## What the exercise asks
Give back exactly the lines from the one holding "Would you point out the cow hoof" to the last line of the entries, both included, and nothing more.

Referring expression data:
--- --- ---

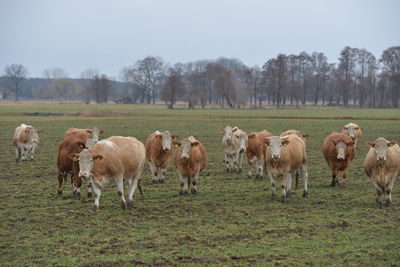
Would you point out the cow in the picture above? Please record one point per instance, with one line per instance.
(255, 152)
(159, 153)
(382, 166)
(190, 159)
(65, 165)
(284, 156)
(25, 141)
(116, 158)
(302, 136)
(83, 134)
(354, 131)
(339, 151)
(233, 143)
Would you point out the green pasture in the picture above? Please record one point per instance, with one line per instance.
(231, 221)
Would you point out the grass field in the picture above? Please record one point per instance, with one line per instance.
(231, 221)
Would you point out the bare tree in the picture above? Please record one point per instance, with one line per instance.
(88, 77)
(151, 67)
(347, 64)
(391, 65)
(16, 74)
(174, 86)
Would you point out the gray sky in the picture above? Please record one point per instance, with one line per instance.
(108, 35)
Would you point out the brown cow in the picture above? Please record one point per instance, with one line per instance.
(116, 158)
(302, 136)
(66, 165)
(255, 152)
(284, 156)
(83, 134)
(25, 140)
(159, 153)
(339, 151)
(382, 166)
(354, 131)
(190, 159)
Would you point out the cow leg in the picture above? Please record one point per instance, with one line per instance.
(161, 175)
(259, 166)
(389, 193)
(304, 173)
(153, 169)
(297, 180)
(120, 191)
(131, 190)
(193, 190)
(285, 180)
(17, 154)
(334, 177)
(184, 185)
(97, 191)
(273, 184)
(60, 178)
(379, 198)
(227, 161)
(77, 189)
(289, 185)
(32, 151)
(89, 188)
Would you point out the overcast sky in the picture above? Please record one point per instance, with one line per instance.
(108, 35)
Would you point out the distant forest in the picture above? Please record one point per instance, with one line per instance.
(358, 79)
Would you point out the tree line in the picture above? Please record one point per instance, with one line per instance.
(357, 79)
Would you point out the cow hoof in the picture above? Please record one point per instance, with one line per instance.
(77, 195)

--- --- ---

## Written solution
Would you point out the cow hoof in the picture above? Please record one point per instance, with one line per instance.
(77, 195)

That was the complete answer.